EXERCISE INSTRUCTIONS: Please count the lines in the material below that contain the string "woman", with case mattering, and reply with only that number.

THE RECORDS:
-.-.-

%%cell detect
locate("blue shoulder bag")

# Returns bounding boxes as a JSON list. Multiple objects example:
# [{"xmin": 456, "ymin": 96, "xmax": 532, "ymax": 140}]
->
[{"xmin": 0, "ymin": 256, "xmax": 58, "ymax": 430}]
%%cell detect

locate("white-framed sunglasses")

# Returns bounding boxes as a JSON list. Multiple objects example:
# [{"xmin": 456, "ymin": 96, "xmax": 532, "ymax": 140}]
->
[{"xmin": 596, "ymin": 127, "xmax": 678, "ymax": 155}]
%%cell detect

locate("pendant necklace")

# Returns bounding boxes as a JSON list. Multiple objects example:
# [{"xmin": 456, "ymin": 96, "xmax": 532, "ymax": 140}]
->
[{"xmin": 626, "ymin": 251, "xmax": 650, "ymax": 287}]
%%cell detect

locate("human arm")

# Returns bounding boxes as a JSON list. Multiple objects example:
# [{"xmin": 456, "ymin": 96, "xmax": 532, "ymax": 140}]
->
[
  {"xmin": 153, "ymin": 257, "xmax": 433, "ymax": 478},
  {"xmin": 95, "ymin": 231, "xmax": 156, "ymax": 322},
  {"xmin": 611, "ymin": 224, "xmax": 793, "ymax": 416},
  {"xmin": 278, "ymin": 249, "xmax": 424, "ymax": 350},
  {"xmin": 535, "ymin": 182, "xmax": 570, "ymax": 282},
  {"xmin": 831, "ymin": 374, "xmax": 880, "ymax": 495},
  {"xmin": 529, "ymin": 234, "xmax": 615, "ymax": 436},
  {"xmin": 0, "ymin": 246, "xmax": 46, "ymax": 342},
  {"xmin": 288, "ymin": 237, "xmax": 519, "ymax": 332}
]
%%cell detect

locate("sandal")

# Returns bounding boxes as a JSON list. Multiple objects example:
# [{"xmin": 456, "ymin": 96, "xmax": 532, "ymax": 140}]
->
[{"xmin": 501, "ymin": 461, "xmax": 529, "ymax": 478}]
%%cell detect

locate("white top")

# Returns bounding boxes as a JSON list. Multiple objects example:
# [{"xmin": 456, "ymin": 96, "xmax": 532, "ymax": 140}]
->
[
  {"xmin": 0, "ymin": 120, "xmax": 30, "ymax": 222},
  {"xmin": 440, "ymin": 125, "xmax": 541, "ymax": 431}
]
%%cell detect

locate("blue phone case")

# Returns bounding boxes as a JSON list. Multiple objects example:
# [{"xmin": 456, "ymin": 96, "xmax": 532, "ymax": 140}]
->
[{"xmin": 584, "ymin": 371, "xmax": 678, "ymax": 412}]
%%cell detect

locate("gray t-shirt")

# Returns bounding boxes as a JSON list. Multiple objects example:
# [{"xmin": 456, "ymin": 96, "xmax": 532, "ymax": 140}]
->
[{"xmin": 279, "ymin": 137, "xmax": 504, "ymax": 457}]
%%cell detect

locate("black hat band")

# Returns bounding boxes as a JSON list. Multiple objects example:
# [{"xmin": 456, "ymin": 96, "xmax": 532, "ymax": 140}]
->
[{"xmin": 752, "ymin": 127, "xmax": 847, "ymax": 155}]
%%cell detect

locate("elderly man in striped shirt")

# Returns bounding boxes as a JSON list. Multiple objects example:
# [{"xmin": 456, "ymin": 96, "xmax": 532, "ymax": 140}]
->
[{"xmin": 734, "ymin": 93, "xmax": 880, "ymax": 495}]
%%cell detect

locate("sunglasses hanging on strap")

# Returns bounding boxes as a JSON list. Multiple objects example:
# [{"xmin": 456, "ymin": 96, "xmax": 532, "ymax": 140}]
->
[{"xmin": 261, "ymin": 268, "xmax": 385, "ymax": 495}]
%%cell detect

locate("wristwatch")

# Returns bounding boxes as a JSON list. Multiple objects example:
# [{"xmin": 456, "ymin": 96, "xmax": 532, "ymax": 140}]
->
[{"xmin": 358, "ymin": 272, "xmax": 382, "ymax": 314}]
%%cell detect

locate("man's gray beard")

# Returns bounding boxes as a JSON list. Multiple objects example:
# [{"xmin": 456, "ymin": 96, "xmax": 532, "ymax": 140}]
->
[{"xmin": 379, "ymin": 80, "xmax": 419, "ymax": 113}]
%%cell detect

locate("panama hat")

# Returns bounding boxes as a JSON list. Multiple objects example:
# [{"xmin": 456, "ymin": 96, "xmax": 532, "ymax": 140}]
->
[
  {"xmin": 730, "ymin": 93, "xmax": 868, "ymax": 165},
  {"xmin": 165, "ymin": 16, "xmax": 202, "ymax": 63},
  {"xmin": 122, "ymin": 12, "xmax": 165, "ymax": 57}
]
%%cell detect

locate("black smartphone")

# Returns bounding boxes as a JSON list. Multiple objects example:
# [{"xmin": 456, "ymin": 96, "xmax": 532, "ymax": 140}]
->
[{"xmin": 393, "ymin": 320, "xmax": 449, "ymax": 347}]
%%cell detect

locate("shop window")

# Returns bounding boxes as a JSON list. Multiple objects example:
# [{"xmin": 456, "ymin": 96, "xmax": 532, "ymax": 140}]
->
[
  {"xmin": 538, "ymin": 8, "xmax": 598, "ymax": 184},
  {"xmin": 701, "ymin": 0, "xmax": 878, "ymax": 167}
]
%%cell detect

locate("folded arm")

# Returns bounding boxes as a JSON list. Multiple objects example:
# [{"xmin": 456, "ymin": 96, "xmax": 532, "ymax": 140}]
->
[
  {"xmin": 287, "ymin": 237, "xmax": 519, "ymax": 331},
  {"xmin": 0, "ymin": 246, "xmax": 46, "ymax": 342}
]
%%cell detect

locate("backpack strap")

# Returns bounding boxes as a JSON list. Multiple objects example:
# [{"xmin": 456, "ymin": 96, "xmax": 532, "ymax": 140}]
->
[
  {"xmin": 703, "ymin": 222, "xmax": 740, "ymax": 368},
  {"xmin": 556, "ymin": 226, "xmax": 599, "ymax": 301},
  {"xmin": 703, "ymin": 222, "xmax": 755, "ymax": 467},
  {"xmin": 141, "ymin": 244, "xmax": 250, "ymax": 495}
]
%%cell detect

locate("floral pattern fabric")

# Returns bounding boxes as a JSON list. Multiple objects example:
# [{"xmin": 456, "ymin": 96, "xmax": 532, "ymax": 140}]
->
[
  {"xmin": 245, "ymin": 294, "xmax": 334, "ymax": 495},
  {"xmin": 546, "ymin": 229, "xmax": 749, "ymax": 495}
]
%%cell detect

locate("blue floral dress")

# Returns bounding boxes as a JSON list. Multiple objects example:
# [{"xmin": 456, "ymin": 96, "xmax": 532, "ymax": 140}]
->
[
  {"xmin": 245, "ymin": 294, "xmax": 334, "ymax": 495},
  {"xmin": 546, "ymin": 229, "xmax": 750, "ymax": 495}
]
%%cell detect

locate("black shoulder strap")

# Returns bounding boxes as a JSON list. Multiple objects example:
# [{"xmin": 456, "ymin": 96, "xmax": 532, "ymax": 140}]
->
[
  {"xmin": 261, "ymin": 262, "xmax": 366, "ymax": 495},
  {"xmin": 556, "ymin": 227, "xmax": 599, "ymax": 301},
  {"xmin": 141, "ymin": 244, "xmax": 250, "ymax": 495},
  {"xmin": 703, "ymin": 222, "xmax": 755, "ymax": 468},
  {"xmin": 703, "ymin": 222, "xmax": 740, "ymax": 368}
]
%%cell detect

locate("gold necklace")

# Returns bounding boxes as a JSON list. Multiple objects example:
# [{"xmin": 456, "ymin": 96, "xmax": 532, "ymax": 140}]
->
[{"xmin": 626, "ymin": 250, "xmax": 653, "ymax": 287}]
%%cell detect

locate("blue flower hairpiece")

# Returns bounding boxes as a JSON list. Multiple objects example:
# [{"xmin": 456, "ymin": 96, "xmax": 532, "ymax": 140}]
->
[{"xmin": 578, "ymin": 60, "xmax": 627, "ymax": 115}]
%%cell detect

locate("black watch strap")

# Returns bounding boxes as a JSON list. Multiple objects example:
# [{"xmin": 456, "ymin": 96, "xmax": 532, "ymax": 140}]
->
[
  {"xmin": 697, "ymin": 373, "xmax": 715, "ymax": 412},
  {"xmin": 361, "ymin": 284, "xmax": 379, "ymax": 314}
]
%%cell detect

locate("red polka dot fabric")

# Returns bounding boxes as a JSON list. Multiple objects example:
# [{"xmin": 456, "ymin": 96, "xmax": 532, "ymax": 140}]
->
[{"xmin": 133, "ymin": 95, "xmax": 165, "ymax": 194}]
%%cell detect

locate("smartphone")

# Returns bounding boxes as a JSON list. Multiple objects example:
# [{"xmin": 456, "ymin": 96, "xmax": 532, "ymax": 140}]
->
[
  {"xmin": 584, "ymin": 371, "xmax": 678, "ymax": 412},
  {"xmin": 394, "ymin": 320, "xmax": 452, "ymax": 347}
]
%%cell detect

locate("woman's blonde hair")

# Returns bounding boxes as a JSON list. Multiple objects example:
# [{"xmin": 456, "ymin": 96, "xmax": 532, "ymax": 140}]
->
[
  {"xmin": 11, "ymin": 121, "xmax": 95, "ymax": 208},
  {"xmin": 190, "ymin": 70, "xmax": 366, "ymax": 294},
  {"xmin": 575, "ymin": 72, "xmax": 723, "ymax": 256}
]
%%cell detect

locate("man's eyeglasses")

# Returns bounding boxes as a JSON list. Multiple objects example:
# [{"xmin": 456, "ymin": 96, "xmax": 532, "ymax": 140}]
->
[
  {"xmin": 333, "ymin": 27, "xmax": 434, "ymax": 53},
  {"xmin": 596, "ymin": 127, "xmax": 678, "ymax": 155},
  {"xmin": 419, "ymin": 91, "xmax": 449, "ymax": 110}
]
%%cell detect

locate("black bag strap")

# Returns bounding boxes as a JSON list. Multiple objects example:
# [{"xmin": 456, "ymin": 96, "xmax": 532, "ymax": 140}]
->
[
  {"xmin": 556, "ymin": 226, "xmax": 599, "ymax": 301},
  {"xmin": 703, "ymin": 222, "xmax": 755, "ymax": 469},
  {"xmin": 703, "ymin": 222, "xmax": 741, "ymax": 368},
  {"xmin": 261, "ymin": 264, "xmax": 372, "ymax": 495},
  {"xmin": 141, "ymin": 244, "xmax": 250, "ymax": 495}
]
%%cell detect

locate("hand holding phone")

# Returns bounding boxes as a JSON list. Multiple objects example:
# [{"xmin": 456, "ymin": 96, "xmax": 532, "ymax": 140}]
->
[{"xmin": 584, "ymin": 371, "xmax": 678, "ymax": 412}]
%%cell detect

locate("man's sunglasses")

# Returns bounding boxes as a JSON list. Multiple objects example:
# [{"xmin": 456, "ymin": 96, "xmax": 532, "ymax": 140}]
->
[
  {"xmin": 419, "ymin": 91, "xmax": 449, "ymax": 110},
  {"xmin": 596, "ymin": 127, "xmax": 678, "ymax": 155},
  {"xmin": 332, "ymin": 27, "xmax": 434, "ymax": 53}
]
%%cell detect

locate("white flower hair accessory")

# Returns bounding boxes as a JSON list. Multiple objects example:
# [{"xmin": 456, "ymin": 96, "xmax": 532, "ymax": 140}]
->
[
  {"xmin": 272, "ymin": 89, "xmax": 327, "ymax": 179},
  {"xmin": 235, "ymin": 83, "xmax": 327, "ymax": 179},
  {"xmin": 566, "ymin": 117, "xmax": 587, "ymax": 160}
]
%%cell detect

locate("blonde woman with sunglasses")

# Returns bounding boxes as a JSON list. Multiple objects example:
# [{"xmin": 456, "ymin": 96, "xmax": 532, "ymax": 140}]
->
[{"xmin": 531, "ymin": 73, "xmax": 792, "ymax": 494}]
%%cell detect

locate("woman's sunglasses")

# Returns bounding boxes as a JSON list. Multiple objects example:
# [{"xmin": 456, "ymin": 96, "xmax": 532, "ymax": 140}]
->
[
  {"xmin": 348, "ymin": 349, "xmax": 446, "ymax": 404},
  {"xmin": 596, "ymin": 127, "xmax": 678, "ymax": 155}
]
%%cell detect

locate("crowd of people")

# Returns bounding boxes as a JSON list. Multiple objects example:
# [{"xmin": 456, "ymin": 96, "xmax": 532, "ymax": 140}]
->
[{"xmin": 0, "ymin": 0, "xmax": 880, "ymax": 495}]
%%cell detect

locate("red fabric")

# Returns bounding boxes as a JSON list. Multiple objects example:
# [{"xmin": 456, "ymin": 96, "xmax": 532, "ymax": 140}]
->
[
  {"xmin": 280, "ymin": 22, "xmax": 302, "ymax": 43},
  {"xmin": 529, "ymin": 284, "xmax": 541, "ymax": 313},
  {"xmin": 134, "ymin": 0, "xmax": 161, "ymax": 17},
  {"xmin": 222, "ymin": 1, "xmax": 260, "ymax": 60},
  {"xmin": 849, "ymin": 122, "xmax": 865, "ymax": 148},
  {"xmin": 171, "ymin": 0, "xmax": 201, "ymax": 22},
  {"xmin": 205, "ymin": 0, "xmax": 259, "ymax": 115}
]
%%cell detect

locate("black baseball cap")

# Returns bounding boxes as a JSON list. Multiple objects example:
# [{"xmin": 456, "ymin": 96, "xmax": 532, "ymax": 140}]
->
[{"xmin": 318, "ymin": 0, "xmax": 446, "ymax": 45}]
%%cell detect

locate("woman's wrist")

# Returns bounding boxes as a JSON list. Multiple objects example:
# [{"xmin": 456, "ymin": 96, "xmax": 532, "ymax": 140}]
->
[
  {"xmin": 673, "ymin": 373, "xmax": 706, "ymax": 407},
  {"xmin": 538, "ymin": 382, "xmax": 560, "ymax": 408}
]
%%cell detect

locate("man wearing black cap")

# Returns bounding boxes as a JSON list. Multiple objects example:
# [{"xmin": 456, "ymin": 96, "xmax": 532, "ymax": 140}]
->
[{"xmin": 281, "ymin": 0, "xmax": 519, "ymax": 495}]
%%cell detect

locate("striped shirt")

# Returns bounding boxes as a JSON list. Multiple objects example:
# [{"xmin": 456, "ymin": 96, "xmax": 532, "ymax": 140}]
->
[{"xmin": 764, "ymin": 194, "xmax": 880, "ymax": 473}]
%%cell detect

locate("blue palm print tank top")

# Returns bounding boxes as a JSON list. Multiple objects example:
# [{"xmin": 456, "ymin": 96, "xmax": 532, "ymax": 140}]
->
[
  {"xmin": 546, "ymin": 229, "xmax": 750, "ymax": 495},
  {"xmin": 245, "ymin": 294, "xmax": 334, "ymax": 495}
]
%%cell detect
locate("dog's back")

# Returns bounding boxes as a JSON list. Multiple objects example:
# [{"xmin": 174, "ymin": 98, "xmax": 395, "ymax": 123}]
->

-.-.-

WRITTEN RESPONSE: 4